◆ OBJECTIVE A: Please pick out each line in the entries that contains the word "blue".

◆ PROVIDED TEXT:

################

Blackfoot High School is a four-year public secondary school located in Blackfoot, Idaho, the only traditional high school in the Blackfoot School District #55 in south central Bingham County.

History 
Founded in the early 1890s, the current BHS building was built in the 1950s. It was given a new science wing in the mid-1990s and in the early 2000s, a new auditorium and gymnasium. The school, sitting adjacent to Stoddard Elementary, has full athletic grounds and a fine arts wing.

In July 2012, Blackfoot High School announced it would offer Shoshoni language classes.

Athletics
Blackfoot competes in athletics in IHSAA Class 4A, the second-highest classification in the state. It is a member of the High Country Conference (4A) with Rigby and Bonneville. The 2012 football team successfully defended its 4A state title, the Broncos' third in four years.

State titles
Boys
 Football (4): fall (4A) 2007, 2009, 2011, 2012 (official with introduction of A-1 playoffs in fall 1979, A-2 in 1978)
(unofficial poll titles - 0) (poll introduced in 1963, through 1978)
 Cross Country (4): fall (A, now 5A) 1972, 1973, 1974, 1975  (introduced in 1964)

################

◆ OBJECTIVE B:
Answer these questions from the Blackfoot High School text:
(i) In what month and year did the school announce it would offer Shoshoni language classes?
(ii) Which two schools are Blackfoot's fellow members of the High Country Conference?
(iii) In which years did the boys' cross country team win state titles?

################

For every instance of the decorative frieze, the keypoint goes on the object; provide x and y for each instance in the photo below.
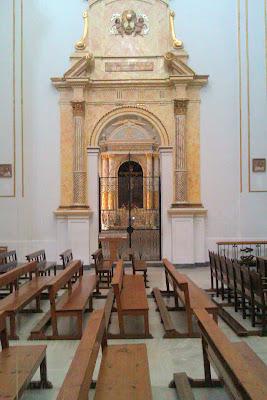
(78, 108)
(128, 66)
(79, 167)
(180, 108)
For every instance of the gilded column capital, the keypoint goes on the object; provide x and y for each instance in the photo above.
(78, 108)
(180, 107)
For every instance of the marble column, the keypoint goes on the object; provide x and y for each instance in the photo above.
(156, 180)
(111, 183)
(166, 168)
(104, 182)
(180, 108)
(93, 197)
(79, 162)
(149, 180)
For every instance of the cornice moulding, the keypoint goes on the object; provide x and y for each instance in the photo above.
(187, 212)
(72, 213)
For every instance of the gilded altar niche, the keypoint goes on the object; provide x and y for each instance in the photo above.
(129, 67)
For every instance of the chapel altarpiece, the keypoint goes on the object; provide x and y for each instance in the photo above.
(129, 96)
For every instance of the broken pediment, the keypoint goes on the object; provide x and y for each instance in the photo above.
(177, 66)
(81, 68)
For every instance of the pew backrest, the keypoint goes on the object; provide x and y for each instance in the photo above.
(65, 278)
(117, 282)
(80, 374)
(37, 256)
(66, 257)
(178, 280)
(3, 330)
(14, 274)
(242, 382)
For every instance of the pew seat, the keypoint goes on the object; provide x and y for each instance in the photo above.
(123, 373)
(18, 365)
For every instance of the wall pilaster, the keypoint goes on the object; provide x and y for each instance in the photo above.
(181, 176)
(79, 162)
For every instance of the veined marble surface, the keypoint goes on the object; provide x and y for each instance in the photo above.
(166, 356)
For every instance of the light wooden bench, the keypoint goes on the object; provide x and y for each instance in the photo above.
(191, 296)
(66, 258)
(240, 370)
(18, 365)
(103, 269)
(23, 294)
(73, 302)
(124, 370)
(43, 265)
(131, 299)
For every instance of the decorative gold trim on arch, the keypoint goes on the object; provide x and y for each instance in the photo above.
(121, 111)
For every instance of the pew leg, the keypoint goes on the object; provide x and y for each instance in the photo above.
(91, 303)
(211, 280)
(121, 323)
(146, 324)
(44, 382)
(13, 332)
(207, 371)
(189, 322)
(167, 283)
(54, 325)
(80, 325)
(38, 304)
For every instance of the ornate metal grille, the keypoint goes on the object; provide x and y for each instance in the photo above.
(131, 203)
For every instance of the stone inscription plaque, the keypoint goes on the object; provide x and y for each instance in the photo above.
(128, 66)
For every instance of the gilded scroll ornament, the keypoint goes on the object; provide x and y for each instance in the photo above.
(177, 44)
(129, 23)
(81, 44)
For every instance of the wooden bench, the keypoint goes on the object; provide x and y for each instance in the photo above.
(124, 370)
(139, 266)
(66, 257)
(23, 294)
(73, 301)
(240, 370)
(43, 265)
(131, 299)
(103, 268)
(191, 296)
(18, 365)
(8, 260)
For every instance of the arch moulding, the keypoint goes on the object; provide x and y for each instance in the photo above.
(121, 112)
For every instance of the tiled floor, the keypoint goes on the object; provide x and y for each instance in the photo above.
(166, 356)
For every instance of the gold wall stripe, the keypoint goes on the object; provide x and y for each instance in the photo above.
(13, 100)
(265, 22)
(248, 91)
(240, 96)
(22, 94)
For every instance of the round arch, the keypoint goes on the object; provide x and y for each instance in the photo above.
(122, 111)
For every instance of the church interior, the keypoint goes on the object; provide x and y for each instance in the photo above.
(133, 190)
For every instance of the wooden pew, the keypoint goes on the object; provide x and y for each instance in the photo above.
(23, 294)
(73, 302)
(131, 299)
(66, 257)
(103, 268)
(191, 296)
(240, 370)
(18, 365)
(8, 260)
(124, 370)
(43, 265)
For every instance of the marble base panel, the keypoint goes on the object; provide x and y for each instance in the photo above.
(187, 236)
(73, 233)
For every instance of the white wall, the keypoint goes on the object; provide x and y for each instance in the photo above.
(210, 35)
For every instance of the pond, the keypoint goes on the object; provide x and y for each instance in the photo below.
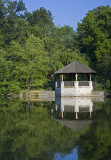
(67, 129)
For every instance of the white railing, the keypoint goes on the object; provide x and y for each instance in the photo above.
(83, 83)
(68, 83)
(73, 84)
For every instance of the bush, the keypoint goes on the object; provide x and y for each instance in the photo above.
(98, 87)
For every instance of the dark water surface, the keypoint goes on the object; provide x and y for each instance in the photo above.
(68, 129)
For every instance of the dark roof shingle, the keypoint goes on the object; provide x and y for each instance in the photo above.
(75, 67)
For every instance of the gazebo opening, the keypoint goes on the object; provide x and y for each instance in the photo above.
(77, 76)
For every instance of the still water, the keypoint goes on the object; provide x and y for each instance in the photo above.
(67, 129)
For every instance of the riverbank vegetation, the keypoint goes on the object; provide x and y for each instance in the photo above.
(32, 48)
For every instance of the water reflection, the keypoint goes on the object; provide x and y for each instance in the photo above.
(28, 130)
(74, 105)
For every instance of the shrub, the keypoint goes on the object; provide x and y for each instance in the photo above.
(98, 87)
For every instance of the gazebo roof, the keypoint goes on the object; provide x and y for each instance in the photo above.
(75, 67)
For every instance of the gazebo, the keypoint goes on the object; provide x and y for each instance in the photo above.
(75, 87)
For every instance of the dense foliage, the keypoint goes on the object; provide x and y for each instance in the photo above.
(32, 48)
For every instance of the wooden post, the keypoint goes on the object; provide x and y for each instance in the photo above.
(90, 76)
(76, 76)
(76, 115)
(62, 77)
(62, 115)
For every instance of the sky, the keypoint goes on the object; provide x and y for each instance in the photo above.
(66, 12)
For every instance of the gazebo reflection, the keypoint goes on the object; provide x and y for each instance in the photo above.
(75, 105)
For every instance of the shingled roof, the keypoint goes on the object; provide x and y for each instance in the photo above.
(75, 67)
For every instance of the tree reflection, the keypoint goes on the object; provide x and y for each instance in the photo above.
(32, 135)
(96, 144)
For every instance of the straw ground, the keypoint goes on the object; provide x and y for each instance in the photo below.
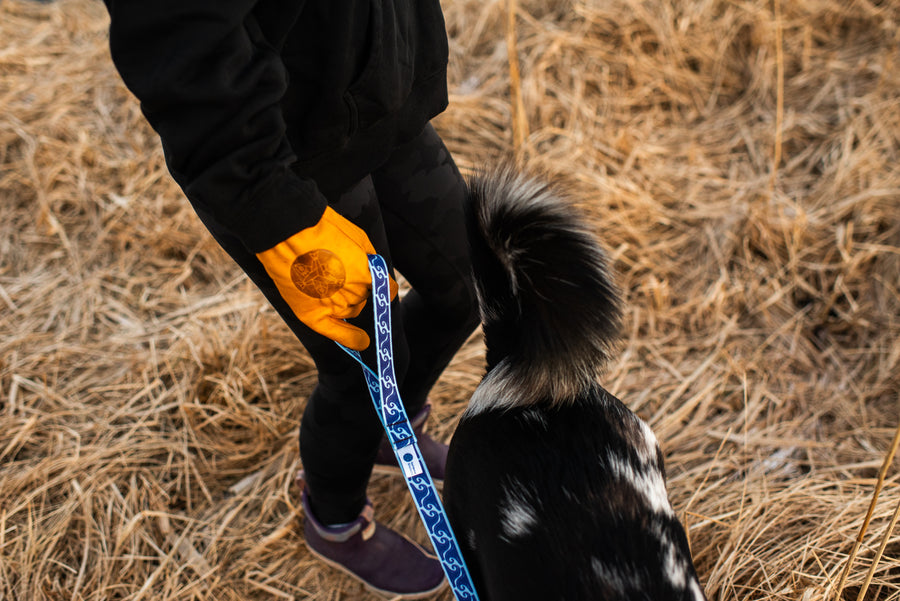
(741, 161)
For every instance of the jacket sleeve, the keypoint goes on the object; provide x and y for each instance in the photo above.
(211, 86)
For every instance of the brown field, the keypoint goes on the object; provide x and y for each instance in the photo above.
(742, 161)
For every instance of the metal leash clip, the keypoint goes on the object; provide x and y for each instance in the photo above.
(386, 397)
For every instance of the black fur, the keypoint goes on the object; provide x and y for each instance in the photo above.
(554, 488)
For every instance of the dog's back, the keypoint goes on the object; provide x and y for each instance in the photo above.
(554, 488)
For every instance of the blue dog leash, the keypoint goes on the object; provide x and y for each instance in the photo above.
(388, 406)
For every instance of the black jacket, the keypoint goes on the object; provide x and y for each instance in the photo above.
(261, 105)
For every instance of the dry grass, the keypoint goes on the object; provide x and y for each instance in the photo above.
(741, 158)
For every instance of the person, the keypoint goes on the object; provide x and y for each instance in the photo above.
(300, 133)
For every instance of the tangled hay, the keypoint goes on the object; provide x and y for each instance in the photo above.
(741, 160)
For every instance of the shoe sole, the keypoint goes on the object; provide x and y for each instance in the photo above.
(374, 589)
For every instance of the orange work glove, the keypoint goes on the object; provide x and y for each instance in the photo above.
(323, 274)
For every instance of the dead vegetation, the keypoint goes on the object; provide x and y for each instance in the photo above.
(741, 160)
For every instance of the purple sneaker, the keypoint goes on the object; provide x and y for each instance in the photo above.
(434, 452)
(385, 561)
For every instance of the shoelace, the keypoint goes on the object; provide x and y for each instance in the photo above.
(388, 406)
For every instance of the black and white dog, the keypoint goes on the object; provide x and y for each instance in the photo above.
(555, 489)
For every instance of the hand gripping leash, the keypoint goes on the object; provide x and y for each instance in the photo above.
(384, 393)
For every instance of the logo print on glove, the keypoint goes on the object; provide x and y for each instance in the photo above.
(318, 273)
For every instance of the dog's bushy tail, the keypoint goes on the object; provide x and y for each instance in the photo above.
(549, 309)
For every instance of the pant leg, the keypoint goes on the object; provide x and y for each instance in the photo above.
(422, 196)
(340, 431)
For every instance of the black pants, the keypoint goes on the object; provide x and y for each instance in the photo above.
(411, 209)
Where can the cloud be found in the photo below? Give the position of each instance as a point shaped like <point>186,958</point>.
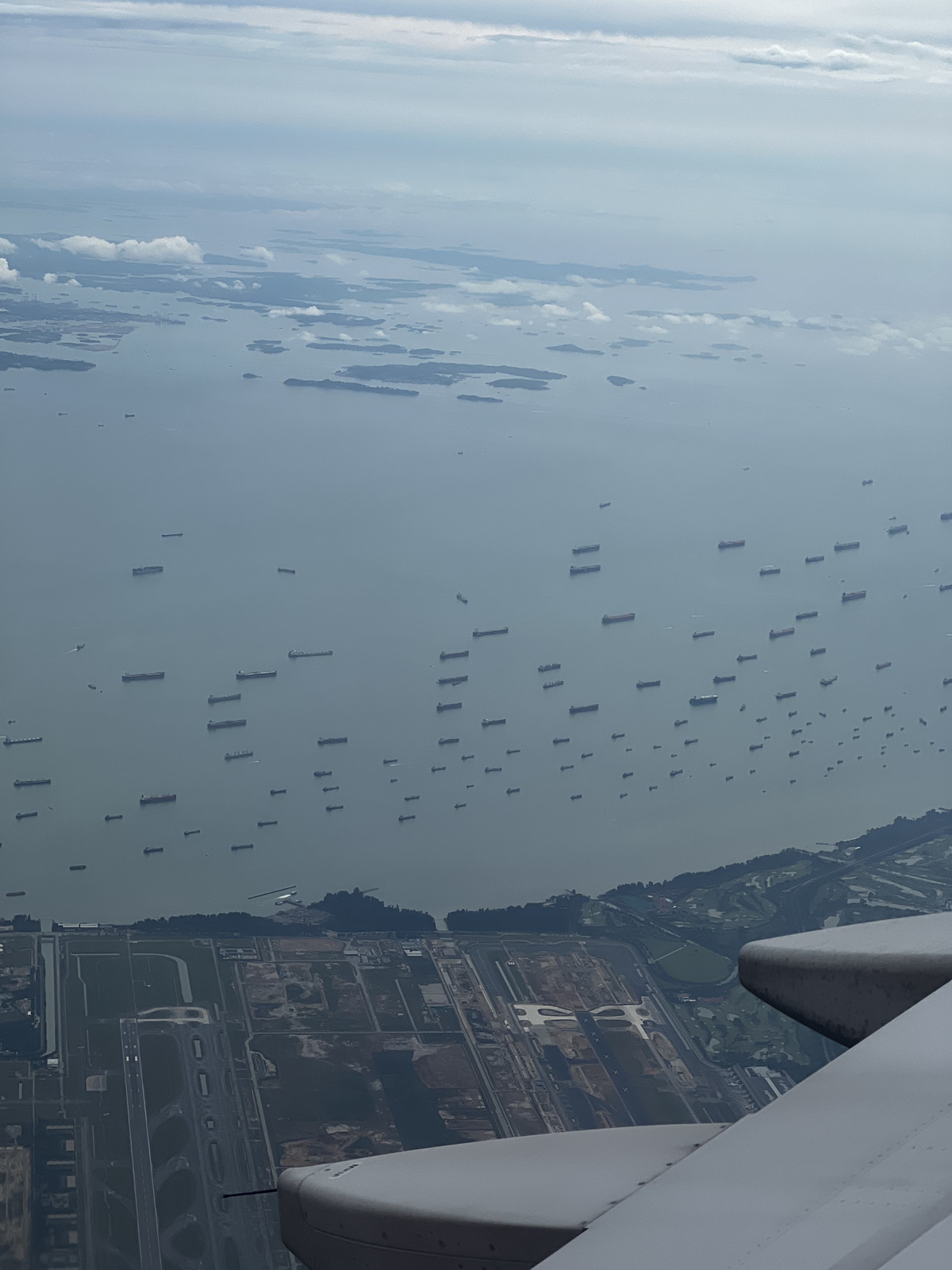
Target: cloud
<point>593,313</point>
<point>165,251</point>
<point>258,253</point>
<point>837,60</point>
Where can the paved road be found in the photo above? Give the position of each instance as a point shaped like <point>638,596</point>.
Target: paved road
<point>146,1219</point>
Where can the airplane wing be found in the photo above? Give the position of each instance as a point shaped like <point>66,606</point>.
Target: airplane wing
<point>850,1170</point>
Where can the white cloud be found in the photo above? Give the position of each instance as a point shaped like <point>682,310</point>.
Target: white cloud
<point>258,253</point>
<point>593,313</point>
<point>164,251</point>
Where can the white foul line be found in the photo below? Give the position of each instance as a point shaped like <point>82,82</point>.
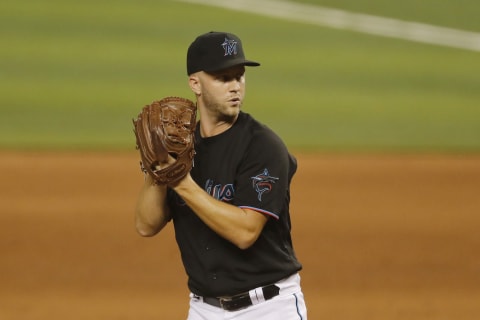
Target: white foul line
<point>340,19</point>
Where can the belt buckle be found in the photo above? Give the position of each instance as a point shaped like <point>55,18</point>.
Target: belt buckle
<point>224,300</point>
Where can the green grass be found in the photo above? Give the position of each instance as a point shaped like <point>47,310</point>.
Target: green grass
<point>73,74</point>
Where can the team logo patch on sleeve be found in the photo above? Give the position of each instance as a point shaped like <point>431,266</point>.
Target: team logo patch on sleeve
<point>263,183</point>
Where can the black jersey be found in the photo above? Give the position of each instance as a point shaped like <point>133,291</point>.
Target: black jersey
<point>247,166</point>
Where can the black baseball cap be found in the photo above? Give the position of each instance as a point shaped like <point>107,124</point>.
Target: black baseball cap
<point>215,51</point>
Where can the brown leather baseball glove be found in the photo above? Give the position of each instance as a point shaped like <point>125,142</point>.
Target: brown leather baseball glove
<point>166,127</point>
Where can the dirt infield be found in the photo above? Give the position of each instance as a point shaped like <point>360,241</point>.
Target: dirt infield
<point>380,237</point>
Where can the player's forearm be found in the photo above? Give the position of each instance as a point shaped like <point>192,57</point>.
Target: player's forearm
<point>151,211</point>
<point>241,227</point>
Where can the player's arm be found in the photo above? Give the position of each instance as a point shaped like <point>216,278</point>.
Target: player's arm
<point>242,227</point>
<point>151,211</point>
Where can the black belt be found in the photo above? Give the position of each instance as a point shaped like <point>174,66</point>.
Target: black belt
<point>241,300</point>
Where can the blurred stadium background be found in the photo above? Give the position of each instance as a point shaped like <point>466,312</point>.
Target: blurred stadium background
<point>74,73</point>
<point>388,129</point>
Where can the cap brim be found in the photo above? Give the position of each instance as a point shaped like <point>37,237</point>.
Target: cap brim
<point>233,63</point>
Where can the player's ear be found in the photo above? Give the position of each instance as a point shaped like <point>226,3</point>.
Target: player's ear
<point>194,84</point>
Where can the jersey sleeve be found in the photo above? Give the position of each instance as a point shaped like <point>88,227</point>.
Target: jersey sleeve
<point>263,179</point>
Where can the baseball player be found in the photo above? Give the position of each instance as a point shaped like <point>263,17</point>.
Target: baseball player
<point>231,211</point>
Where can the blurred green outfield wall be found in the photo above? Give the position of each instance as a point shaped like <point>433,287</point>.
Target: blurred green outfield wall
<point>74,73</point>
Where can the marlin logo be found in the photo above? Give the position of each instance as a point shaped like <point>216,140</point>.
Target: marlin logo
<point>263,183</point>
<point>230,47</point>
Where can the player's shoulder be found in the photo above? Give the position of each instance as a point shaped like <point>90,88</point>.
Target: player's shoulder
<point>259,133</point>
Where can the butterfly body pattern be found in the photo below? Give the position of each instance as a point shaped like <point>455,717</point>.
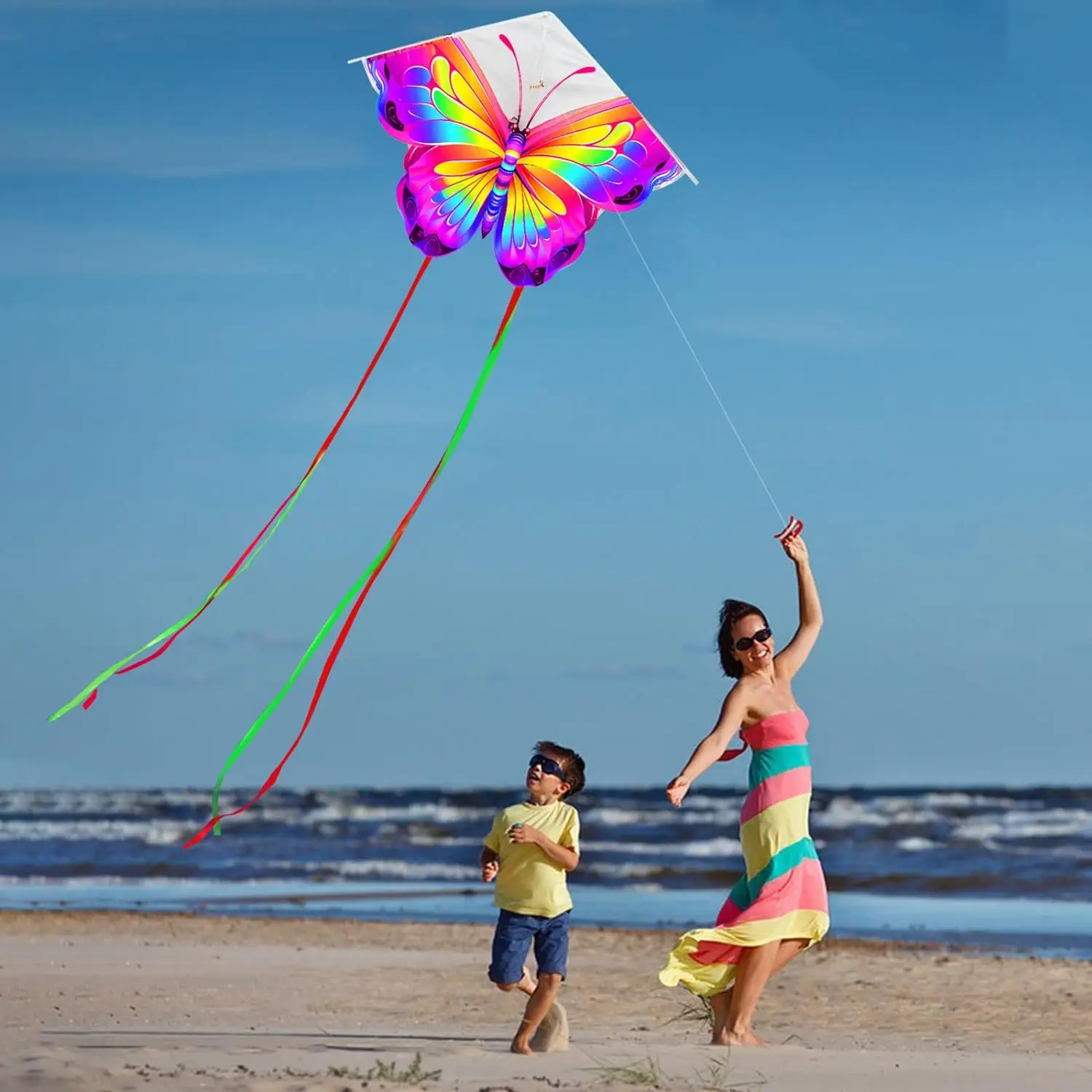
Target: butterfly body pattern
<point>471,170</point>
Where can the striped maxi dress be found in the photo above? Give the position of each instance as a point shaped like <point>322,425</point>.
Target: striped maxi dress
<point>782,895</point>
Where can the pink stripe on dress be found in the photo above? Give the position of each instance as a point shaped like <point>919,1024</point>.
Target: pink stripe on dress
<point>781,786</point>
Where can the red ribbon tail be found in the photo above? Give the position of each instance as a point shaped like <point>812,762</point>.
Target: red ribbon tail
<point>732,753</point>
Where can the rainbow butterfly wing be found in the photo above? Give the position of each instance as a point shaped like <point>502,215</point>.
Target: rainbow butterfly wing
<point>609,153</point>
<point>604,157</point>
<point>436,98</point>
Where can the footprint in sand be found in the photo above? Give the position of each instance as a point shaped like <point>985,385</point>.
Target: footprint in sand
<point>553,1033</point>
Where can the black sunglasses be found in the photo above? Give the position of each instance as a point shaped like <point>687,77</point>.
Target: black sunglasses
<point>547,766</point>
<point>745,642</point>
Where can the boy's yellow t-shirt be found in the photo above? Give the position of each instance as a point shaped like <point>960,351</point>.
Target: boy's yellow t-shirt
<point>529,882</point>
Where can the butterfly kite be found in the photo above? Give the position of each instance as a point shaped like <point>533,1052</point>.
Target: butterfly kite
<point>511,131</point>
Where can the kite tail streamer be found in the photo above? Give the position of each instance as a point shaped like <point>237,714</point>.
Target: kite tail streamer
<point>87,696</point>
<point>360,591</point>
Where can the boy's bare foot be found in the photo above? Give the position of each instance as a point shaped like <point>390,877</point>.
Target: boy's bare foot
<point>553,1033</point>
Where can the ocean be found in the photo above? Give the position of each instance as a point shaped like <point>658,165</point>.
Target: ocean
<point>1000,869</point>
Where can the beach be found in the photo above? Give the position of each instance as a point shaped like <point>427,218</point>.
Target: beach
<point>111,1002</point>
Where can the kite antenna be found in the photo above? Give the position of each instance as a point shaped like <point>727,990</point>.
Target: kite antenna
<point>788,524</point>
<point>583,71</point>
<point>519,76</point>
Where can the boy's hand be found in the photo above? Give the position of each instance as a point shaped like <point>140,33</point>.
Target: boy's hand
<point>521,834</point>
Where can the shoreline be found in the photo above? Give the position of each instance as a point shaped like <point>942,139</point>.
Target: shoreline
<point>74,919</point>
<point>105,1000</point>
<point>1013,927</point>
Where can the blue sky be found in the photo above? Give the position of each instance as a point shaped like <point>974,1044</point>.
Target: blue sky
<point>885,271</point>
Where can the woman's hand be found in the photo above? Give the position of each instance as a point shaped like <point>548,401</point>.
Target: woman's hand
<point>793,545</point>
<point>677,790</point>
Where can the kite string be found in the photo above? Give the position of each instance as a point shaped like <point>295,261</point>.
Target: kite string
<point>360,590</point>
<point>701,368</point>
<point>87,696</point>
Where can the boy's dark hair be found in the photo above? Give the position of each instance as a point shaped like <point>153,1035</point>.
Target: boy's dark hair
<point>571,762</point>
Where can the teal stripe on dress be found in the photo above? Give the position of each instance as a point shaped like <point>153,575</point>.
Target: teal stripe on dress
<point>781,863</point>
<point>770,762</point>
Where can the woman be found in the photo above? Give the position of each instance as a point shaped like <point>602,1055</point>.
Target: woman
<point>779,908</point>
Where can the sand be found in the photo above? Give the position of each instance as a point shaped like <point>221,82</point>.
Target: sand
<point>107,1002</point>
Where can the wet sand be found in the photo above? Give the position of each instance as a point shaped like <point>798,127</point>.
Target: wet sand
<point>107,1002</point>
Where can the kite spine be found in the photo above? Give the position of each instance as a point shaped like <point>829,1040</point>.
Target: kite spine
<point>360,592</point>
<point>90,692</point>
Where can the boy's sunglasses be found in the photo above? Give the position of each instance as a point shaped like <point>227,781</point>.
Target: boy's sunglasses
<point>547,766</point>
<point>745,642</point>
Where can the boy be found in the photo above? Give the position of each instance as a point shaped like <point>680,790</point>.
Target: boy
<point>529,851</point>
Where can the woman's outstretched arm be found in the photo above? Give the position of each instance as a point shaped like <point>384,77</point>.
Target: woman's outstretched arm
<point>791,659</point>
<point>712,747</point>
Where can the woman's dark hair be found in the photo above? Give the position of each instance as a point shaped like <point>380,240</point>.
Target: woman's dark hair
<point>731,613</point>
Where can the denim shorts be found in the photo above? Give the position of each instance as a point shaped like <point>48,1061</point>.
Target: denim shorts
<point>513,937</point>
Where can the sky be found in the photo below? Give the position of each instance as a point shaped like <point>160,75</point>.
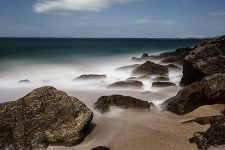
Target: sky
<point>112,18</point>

################

◆ EXERCISE RESPONSE A:
For every instance of the blue dog leash, the keypoint goes on the object; provide x and y for each instance in the photo above.
Where can the blue sky be found in the photo above? Give the position of each instance as a point shaped like <point>974,1044</point>.
Target: blue sky

◆ EXERCISE RESPONSE B:
(i) July 2012
(ii) Rigby and Bonneville
(iii) 1972, 1973, 1974, and 1975